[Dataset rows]
** start **

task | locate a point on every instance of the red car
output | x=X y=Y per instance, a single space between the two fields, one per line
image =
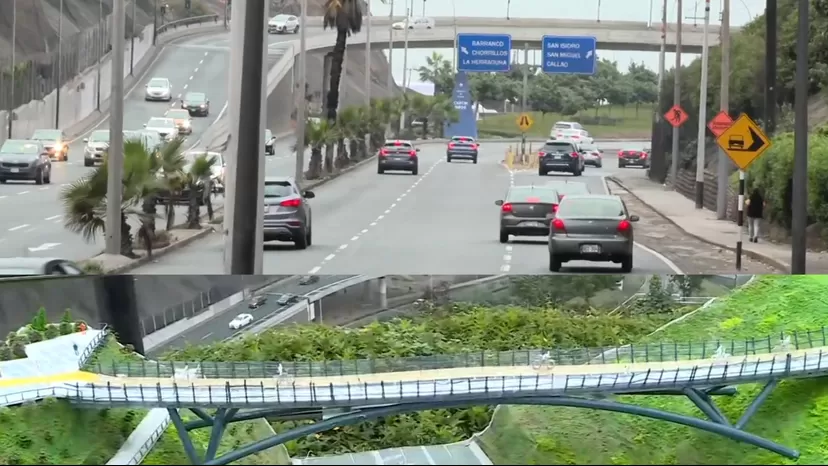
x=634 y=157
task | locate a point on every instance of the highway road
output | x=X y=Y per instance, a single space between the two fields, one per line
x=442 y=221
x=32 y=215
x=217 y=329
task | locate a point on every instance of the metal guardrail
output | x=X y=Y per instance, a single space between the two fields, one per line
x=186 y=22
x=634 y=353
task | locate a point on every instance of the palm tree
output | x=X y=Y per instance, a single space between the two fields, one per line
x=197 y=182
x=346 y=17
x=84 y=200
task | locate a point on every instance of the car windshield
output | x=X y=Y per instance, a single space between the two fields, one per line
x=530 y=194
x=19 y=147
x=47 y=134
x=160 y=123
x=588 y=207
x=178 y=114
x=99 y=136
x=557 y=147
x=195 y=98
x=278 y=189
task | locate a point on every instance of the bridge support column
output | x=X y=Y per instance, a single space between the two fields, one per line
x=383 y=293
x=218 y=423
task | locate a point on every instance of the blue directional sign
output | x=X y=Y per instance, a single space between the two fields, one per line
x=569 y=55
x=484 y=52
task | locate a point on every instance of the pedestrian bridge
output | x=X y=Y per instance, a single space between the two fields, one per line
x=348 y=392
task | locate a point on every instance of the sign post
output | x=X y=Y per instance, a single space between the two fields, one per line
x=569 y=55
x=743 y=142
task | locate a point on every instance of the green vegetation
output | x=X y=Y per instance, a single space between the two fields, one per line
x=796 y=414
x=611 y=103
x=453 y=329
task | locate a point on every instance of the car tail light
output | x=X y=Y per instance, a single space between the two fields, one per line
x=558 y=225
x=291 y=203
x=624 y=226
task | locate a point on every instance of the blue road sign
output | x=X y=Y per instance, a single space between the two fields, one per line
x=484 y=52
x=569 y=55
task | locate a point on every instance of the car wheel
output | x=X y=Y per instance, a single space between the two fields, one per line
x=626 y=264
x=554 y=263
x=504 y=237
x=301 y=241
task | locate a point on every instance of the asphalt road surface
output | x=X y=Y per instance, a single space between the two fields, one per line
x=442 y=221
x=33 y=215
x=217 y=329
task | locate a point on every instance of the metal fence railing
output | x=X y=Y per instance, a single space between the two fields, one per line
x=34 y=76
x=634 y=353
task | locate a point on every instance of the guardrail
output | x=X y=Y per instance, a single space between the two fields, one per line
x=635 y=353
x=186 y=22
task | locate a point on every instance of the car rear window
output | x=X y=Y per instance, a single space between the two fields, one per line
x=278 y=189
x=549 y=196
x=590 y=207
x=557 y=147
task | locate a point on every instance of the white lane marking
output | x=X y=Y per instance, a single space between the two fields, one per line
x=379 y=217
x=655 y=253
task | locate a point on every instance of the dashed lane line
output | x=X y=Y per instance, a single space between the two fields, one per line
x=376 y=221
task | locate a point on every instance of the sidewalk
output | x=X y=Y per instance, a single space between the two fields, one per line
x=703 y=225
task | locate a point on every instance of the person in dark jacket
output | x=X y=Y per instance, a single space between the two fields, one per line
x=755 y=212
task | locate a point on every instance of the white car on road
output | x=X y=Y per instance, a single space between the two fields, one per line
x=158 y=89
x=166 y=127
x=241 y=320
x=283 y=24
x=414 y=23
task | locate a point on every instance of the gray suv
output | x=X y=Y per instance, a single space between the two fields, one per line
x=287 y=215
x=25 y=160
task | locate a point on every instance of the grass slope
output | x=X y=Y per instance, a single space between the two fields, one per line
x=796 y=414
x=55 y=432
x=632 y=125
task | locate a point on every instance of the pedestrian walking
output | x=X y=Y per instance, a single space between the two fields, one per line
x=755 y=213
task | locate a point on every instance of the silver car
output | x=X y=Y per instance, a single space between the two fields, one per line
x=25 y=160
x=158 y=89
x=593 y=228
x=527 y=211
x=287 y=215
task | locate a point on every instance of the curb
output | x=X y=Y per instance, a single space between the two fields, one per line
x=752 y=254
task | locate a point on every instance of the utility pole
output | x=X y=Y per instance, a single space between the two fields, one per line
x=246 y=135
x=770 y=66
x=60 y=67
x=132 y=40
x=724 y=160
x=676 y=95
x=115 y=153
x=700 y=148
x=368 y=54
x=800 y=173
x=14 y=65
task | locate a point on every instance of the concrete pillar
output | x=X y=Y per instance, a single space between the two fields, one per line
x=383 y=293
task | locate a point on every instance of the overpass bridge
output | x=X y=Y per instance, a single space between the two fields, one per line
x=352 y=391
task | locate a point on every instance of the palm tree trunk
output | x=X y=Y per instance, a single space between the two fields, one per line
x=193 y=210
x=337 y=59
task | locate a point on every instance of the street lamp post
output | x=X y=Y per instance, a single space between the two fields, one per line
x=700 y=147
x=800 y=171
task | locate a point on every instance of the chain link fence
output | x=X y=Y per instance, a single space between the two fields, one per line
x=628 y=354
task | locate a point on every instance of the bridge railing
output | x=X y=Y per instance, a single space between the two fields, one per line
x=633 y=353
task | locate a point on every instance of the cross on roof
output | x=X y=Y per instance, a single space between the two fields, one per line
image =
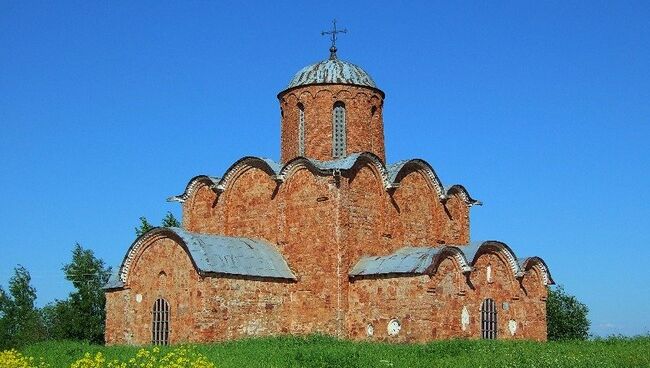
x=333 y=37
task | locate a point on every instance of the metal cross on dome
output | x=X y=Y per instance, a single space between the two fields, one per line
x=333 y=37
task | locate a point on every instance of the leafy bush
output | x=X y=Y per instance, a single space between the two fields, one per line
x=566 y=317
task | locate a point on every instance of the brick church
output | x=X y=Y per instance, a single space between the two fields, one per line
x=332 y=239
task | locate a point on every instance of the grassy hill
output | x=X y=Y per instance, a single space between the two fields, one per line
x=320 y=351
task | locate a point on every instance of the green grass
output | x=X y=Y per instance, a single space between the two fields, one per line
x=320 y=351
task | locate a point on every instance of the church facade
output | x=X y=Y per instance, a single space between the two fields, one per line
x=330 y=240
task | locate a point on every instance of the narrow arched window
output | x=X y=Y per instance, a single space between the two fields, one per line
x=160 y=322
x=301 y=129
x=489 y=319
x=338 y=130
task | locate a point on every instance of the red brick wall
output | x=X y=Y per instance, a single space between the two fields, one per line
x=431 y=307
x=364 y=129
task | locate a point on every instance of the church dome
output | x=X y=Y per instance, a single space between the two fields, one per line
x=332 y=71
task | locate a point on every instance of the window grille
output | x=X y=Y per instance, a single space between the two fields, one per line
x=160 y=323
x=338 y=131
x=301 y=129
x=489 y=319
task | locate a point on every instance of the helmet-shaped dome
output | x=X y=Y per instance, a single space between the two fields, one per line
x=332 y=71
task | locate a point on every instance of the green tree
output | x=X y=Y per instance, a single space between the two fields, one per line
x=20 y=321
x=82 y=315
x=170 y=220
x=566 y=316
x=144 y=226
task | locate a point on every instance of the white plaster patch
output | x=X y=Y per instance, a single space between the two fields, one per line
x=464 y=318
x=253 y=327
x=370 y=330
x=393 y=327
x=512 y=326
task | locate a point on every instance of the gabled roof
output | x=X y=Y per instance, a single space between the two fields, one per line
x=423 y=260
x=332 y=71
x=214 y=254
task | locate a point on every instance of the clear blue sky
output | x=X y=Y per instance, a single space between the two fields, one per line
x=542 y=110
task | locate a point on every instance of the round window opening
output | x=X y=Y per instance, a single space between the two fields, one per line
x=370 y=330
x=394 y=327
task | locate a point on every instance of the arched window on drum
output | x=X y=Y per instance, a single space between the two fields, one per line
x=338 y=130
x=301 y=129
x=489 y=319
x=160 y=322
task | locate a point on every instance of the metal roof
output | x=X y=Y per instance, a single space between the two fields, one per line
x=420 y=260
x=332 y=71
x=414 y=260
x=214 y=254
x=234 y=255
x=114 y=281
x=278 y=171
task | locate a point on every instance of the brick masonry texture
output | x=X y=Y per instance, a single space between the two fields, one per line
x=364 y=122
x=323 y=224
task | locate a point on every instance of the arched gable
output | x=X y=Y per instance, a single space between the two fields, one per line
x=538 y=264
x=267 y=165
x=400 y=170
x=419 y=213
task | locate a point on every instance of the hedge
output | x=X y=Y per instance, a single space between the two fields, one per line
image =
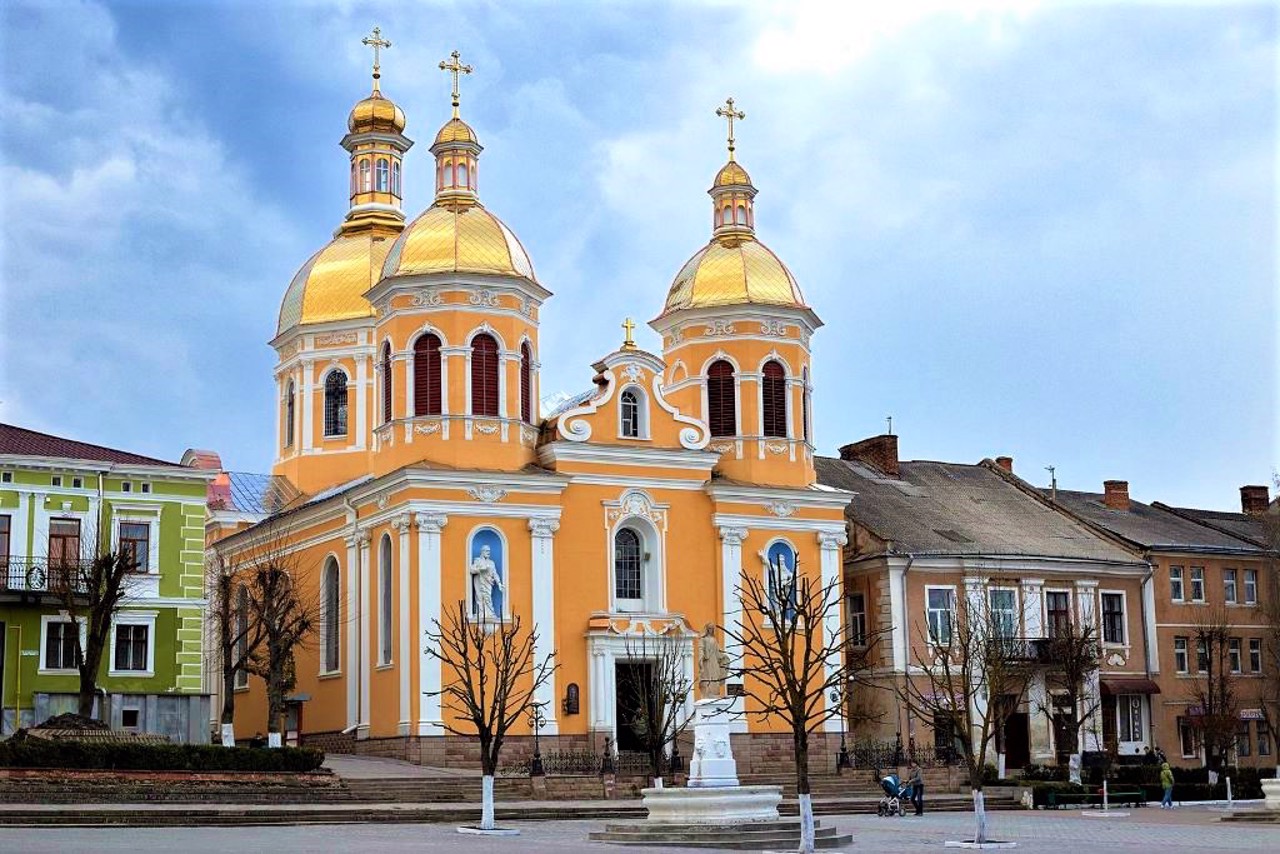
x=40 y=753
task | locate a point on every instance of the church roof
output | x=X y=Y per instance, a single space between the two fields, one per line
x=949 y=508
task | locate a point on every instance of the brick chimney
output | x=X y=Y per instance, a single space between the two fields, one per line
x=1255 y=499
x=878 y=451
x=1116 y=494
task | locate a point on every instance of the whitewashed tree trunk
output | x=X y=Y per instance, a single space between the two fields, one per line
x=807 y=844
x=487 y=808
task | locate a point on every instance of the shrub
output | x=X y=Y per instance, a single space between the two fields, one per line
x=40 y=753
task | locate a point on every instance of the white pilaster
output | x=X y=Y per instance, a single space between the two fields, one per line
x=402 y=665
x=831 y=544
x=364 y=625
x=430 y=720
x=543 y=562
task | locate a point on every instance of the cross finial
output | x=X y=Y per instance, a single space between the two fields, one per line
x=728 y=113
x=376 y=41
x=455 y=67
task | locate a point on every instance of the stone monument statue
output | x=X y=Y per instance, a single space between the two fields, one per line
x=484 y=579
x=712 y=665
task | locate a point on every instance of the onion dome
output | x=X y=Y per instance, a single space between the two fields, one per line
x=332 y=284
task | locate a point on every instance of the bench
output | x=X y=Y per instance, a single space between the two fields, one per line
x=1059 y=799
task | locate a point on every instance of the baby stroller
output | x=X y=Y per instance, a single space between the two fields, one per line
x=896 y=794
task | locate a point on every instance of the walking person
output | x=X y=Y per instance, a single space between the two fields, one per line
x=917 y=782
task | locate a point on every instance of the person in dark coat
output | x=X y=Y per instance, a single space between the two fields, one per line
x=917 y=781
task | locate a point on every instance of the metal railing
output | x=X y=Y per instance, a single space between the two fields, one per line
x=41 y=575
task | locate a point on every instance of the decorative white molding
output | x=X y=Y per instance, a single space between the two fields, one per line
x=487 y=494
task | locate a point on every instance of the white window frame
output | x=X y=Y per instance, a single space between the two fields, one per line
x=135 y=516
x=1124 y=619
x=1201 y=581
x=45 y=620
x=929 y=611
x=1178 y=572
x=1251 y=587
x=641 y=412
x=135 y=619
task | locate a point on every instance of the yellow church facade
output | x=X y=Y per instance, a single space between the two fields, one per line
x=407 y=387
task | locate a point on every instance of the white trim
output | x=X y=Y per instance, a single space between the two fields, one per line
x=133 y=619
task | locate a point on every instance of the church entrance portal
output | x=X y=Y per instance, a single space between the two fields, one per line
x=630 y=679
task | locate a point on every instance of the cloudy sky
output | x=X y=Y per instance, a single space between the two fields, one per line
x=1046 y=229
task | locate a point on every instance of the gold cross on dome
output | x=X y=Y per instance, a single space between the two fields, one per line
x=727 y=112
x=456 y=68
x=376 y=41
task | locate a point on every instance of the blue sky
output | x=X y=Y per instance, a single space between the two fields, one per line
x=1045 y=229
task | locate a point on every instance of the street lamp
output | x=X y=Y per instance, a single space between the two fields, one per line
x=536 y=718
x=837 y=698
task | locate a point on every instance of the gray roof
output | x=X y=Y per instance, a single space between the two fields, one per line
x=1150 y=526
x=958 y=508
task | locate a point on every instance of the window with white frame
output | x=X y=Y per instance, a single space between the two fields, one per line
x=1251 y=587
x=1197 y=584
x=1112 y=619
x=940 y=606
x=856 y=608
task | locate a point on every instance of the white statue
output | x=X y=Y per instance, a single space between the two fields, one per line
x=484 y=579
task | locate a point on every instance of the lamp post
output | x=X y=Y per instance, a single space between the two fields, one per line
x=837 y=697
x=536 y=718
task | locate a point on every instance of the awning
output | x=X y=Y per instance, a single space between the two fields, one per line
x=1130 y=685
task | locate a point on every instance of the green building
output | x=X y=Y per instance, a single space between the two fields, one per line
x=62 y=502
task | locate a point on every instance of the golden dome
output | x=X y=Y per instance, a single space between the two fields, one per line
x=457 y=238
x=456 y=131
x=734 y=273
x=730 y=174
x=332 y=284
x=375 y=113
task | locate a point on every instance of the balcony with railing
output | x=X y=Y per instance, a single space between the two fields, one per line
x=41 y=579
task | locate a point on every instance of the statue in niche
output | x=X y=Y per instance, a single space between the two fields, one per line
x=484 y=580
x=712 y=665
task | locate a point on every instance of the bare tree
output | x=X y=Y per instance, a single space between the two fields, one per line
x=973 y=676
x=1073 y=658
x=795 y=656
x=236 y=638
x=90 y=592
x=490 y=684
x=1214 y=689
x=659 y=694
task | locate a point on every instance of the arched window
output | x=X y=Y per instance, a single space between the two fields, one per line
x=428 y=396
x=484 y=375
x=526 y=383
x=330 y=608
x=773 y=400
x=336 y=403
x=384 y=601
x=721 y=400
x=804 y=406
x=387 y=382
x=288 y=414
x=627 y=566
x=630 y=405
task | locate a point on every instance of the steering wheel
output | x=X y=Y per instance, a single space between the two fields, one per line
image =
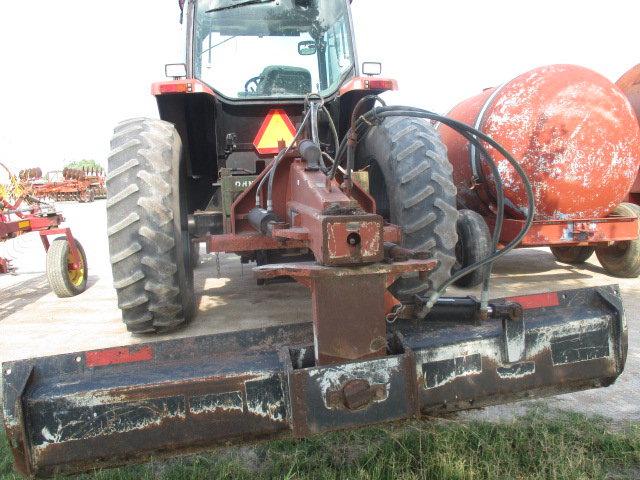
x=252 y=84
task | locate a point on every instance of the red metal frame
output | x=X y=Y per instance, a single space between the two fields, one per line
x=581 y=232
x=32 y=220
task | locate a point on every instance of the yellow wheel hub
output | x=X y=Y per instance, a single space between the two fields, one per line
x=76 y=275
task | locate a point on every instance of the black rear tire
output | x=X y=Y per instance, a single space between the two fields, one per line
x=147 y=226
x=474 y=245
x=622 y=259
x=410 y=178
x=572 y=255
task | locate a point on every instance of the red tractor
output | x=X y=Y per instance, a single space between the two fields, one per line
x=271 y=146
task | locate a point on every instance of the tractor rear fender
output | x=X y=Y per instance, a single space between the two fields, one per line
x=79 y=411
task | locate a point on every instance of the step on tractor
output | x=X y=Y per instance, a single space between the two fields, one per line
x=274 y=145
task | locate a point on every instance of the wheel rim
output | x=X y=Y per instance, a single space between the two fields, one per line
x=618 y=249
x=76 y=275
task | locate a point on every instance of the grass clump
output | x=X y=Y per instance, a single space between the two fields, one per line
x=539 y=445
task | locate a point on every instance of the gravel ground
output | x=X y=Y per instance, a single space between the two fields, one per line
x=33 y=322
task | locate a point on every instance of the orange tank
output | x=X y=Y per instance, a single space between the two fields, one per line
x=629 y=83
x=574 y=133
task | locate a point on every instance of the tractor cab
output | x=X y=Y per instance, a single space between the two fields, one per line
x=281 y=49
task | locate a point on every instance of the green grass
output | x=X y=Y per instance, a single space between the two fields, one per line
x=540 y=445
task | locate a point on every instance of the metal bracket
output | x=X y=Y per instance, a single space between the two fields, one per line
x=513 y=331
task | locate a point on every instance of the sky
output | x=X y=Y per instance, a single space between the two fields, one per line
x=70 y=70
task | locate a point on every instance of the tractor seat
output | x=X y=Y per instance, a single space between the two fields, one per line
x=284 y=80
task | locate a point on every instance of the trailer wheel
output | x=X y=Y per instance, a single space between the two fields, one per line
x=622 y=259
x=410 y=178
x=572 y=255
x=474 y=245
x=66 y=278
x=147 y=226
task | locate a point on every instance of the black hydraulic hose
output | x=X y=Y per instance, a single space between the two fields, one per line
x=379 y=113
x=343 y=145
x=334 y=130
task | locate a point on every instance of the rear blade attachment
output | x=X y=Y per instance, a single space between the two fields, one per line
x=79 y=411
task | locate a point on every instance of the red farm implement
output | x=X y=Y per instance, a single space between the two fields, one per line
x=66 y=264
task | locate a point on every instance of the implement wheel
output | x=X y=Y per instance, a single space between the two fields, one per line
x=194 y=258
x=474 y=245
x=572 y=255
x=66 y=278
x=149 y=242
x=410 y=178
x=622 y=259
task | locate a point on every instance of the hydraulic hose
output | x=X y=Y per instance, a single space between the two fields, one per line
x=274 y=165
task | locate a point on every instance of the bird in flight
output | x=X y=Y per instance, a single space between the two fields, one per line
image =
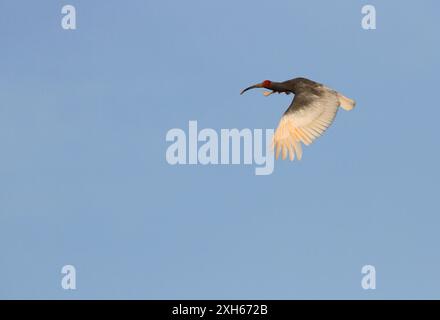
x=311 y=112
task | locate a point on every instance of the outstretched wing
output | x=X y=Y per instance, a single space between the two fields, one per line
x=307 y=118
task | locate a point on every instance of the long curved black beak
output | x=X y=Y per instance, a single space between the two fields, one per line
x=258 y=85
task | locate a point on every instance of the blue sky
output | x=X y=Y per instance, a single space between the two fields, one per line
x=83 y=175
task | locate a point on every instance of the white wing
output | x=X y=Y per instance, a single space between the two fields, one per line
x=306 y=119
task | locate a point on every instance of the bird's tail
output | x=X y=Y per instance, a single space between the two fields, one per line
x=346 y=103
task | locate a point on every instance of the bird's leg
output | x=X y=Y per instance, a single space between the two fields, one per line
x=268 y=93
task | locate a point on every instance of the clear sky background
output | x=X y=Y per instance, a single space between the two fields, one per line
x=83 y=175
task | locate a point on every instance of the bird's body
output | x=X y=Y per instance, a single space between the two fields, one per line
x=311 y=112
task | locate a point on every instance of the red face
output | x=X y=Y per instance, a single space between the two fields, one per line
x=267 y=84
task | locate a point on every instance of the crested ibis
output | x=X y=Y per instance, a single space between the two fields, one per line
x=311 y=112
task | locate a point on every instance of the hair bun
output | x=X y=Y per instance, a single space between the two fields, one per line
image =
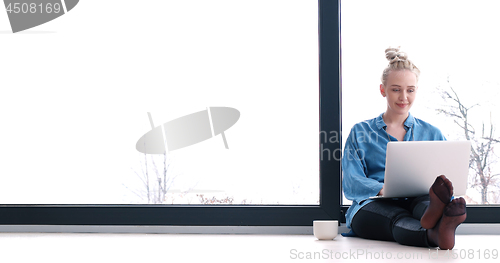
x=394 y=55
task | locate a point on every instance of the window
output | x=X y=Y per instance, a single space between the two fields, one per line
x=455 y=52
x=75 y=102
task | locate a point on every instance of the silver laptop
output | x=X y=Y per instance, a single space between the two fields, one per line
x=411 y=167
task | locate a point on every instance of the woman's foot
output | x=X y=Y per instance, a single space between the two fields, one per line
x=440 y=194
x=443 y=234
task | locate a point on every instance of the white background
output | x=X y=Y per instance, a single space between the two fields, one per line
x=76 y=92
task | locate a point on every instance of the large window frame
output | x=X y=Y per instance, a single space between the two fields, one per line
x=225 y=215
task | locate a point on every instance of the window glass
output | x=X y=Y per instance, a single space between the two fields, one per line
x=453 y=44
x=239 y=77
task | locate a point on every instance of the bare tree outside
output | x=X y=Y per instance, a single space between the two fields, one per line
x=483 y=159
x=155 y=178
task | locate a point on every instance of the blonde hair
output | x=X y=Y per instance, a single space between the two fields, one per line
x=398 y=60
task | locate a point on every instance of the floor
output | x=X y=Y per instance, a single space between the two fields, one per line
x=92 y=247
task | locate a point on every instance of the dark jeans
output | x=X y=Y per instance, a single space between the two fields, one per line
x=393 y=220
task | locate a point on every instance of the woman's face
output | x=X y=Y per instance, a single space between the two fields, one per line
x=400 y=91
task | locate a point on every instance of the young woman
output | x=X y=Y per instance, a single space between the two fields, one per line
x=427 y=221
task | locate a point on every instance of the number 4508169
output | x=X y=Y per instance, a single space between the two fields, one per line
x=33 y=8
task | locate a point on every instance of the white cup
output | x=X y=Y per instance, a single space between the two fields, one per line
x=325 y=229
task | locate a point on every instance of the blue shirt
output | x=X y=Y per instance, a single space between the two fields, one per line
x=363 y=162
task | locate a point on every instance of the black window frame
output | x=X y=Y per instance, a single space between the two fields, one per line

** end **

__What the task requires__.
Please copy the listing between the lines holding "white lane marking" and "x=755 y=213", inclusive, swapping "gray suv" for "gray SUV" and leaving all else as it is. Give only those lines.

__Task solution__.
task | locate a point on every instance of the white lane marking
output | x=X y=Y per instance, a single space between the two fields, one per line
x=379 y=217
x=655 y=253
task | locate a point on every instance of the dashed lane line
output | x=X y=Y per instance, a single space between the two fields, one per line
x=376 y=221
task | locate a point on every instance of the sidewalk
output | x=X y=Y per instance, a single space between the two fields, one per line
x=703 y=225
task | locate a point on every instance of the person in dark jacket
output | x=X y=Y per instance, a single space between the two fields, one per line
x=755 y=212
task | locate a point on every instance of the white car on road
output | x=X y=Y per instance, a single space between the two fields, one per line
x=158 y=89
x=166 y=127
x=241 y=320
x=283 y=24
x=414 y=23
task | locate a point on every instance of the gray SUV
output | x=X y=Y per instance, a single space between the two fields, one per line
x=287 y=215
x=25 y=160
task | locate a point on every instance of the grass slope
output | x=X y=Y per instance, a single space between the two fields, one per line
x=796 y=414
x=55 y=432
x=632 y=125
task | locate a point on every instance of the pedestrian walking
output | x=X y=Y per instance, a single space between the two fields, one per line
x=755 y=213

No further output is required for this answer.